**Selected excerpt**:
• • • •
It means more decomposability and hierarchical nature was brought in C2 tagset (166 tags). For example, all verbal tags have V as their first character and as their second character either V again (for a main verb) or another character (for auxiliary verb). The major subsequent developments in the CLAWS tagset were the C5 and C7 tagsets, developed for the annotation of the BNC Corpus (see Leech, Garside & Bryant 1994, Leech 1997b, Garside and Smith 1997). The C7 tagset (146 tags) is the more fine-grained of the two and can be regarded as a further refinement of the CLAWS2 tagset but the C5 tagset is something of a departure from the others, since it has fewer tags (61 tags) – this was in order to make it useful to the largest number of end users (Hardie, 2004). On the other hand, C5 tagset has been characterized as flat tagset (Cloeren, 1999). In fact, although none of the CLAWS tagsets are laid out in the hierarchical fashion described by Cloeren, the C7 tagset is hierarchical in conceptual terms (Leech, 1997). Furthermore, both C5 and C7 are largely decomposable – the C7, again, to a greater extent. For example, in the tag PPHO2, ‘P’ is pronoun, ‘P’ is personal, ‘H ’is third person, & ‘O’ is objective case and ‘2’ is plural.
• • • •
**Given records**:

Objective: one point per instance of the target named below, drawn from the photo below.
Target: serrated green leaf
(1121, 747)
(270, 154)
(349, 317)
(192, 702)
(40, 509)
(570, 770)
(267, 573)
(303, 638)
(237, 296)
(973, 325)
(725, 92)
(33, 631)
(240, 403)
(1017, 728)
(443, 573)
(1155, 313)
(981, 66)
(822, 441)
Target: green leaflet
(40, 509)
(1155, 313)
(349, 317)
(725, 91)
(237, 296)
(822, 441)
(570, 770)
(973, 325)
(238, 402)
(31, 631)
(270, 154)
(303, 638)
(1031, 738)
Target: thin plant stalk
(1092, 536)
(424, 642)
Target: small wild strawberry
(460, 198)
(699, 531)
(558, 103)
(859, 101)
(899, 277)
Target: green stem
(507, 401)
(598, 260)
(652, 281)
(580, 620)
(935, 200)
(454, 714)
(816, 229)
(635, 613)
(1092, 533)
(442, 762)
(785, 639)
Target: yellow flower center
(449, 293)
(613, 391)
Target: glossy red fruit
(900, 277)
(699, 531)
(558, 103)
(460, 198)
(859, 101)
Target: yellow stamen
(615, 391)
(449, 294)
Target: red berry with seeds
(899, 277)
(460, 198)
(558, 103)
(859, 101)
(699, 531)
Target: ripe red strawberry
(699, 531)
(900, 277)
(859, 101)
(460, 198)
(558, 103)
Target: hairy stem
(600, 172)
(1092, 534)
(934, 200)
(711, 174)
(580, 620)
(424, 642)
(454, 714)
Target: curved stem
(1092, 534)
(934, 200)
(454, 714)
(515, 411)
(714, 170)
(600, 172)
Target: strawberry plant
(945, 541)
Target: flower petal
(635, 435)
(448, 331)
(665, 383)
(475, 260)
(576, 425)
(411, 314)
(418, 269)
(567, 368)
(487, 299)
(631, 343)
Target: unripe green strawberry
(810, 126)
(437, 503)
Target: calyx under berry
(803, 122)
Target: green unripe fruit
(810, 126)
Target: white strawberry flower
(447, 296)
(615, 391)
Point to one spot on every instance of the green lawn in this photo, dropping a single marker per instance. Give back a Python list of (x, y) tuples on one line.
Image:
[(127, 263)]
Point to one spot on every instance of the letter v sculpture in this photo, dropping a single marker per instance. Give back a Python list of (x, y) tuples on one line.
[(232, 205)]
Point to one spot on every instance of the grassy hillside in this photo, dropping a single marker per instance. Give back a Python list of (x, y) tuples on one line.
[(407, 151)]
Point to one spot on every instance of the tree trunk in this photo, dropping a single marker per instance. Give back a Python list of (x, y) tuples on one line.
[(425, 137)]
• • • •
**What you will do**:
A) Decide whether each statement agrees with the passage on CLAWS tagsets. Answer yes or no for each, and quote the words of the passage that decide it.
(i) The C5 tagset contains more tags than the C7 tagset.
(ii) In the C2 tagset, every verbal tag begins with the character V.
(iii) The C7 tagset is laid out in the hierarchical fashion that Cloeren describes.
B) Write the next part of the passage on CLAWS tagsets, picking up after its final sentence.

**Answers in order**:
A)
(i) No: "since it has fewer tags (61 tags)"
(ii) Yes: "all verbal tags have V as their first character"
(iii) No: "none of the CLAWS tagsets are laid out in the hierarchical fashion described by Cloeren"

B)
-
UPenn63 Tagset
The POS tagset used in Penn Treebank (Marcus et al., 1993) is also based on the Brown Corpus tagset. However, it has been modified in terms of simplification, rather than complexity, as is case with CLAWS tagsets (Hardie, 2004). Thus, there are considerably less tags (36). It makes fewer of what has been described as “lexically recoverable distinctions” (Marcus et al, 1993), i.e. the distinction between lexical verbs and the auxiliary verbs (be, do and have) is not retained in this tagset as the distinction is made on the basis of the forms of words. Also, information that could be recovered from the parsing information has been excluded from the tagset to avoid the risk of inconsistency in tagging. “It is clear that reducing the size of the tagset reduces the chances of such tagging inconsistencies” (ibid).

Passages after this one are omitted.